# EXERCISE
The word "Target" marks the lines you need; copy each of them from the data.

# SUPPLIED RECORDS
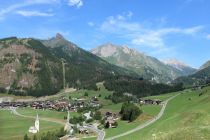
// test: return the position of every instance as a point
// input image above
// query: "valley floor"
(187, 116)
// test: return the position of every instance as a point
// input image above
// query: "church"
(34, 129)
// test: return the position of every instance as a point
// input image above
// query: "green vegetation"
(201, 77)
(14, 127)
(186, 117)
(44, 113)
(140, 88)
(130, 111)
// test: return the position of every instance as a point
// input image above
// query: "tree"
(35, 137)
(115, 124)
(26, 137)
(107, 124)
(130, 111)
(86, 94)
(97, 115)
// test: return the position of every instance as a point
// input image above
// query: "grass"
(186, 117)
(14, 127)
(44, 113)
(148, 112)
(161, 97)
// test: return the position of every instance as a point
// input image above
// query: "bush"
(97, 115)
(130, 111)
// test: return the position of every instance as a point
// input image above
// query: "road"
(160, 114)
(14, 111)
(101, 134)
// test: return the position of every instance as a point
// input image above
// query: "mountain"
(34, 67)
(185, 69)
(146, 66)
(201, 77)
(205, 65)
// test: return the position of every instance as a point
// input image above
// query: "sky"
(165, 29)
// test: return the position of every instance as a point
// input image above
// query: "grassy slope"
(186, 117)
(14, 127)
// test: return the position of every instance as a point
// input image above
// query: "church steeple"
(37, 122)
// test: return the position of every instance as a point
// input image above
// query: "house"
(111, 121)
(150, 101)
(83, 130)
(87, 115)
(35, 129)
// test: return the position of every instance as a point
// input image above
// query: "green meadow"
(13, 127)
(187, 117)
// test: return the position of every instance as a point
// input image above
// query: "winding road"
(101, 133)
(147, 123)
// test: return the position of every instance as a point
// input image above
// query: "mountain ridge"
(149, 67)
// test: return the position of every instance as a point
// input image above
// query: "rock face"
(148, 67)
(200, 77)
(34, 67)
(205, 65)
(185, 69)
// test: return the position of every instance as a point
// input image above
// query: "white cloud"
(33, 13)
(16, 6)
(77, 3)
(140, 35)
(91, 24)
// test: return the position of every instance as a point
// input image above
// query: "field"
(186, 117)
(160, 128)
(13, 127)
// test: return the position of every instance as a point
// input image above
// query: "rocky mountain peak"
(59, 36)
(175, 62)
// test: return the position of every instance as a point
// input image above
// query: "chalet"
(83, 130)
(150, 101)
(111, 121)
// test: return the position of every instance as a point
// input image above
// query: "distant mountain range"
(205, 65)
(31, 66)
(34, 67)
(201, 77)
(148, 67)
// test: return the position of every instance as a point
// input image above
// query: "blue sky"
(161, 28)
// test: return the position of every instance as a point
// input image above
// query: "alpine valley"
* * *
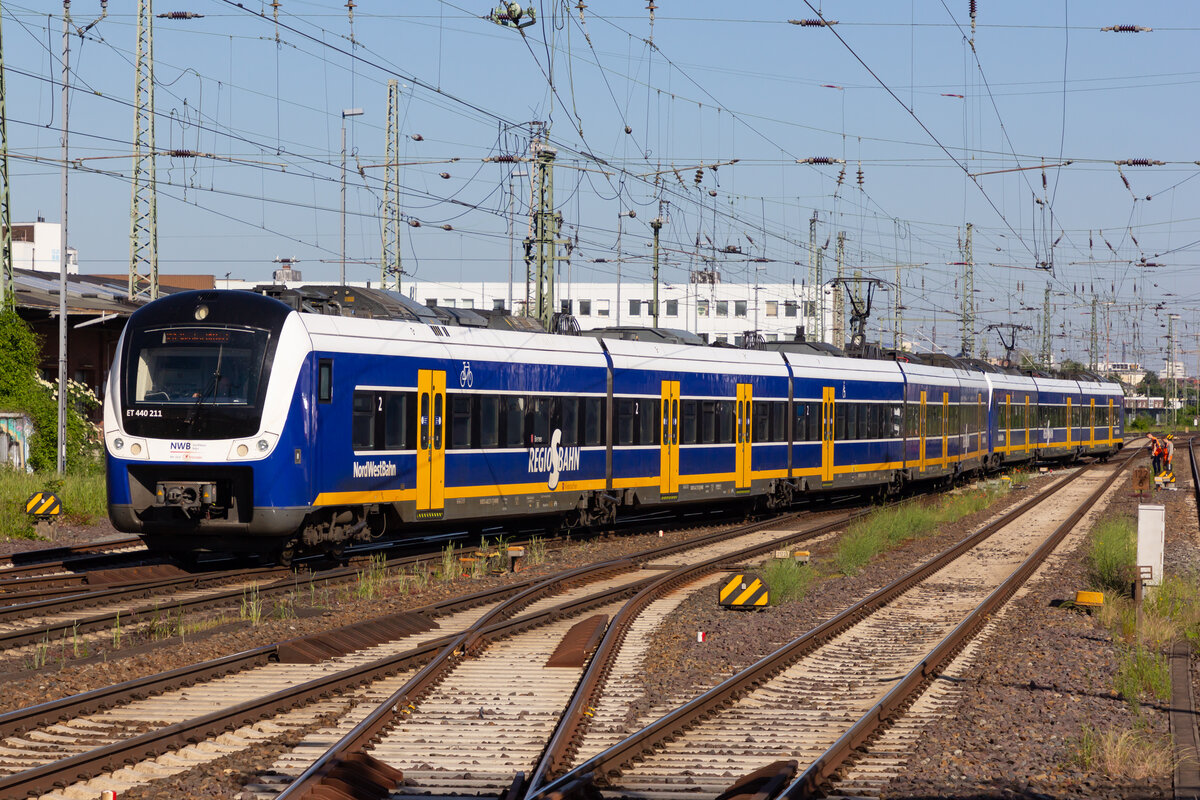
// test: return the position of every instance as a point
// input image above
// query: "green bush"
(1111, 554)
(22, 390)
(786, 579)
--
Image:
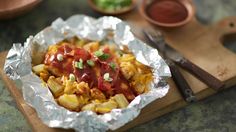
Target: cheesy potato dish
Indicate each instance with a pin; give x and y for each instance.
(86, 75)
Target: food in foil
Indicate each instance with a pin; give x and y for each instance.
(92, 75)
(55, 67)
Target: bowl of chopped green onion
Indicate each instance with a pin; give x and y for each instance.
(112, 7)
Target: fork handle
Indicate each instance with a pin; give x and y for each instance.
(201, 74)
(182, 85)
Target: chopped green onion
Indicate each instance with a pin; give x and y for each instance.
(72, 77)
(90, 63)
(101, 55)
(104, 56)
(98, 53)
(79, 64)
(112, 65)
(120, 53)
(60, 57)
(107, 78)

# TASK RESPONSE
Target: cheesy potato dish
Target: food in foil
Target: bowl of chopped green onion
Target: fork handle
Target: chopped green onion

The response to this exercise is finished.